━━━━━ Data provided

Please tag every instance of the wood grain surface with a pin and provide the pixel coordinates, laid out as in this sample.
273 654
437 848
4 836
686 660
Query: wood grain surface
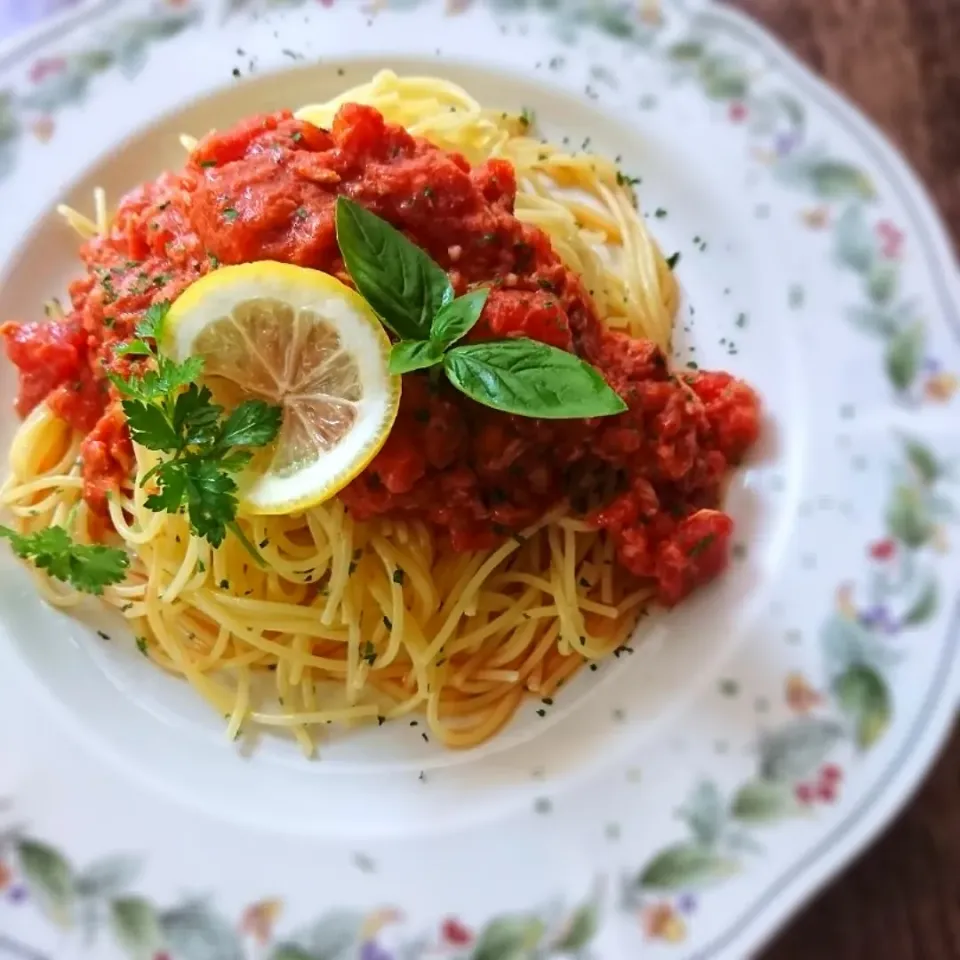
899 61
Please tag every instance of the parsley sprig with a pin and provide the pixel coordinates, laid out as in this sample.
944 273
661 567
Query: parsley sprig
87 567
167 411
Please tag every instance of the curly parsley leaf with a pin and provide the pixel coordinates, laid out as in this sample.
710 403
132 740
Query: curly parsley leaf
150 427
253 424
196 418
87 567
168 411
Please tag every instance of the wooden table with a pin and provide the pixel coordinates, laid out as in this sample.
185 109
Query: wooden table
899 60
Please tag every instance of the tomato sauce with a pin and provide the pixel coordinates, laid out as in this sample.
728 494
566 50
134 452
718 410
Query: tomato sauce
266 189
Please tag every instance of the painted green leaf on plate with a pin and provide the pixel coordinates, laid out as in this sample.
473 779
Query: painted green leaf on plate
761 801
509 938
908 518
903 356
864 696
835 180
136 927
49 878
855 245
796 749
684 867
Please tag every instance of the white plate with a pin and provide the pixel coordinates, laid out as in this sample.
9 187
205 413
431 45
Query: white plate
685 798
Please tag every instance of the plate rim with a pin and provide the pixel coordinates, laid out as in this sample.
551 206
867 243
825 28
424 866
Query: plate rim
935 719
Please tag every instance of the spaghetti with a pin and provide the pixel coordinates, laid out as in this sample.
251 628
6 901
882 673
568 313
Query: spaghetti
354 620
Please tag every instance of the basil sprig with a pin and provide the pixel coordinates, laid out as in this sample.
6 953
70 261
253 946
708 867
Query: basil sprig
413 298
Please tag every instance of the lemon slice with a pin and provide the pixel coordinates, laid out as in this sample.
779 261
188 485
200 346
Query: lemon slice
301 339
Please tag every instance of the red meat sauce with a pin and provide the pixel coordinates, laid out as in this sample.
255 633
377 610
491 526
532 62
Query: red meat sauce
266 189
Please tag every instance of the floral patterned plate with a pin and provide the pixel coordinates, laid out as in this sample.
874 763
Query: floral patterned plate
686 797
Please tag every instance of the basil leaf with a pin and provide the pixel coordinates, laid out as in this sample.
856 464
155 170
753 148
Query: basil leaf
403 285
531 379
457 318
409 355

━━━━━━━━━━

Exercise »
Copy every line of the data above word for word, leaving out the pictures.

Written answer »
Please tag every instance of the wood grain surface with a pin and provide the pixel coordinates, laid out as in this sample.
273 654
437 848
4 836
686 660
Query: wood grain surface
899 61
Please tag every instance of the parsley sprig with a pin and provide the pixel coordinates, laid out as in this sample.
944 273
661 567
Query: parsley sprig
87 567
167 411
Please tag every instance of the curly parsley leaf with a pin and provide the pixel coordinates, laid out as in this sample.
710 403
132 740
Query: curly parsley leaf
150 427
253 424
196 418
87 567
168 411
Please tag every instance of the wooden table with a pin and provide the pixel coordinates, laid out as in this sample.
185 109
Query: wooden table
899 60
Please tag every instance of the tomato sauce with a pin and provide the pixel coordinates, laid out as in this sample.
728 494
566 50
134 452
718 410
Query: tomato sauce
266 189
Please tag every instance of the painted green leaf on plate with a pin and provide the pixel coordinates, laid out as in this sample.
473 779
Query: painted green leaf on plate
761 801
509 938
908 518
903 356
864 696
835 180
136 927
49 878
855 245
796 749
684 867
Please tag every instance of the white plate with a pin and provide the pixel coordinates, laid out as in this sample.
9 187
205 413
431 45
Query: white plate
685 798
Please tag every instance of the plate rim with a pin and provide the pixel coordinates, laid out as in this sample.
551 206
867 243
825 28
424 866
Query: plate rim
935 719
Please tag every instance of the spaghetti with a pin and provide the pixel coordinates, laid out as in this sample.
251 628
6 901
882 673
568 313
Query: spaghetti
354 620
Please tag every instance of the basil sprig with a pin and provide the pixel coordinates, laid out as in this sample.
6 953
70 261
253 946
708 867
Query: basil sprig
413 298
Please tag every instance of the lemon slice with a pin and provide the pixel coordinates, laid out as in this sample.
779 261
188 485
200 346
Query: lemon slice
301 339
Please tag every instance of the red meat sauce with a pin and provide the pixel coordinates, laid out as in this sample.
255 633
377 610
491 526
532 62
Query: red meat sauce
266 189
Please tag every instance of the floral patterned plate with a pin and provide the pixel coordinates, laid out as in this sample.
874 763
Query: floral patterned plate
686 797
Please tag every instance of the basil leaf with a pin and provide the pixel coordinates, laid out as in this sample.
856 464
155 170
753 148
Query: basil leaf
403 285
531 379
457 318
409 355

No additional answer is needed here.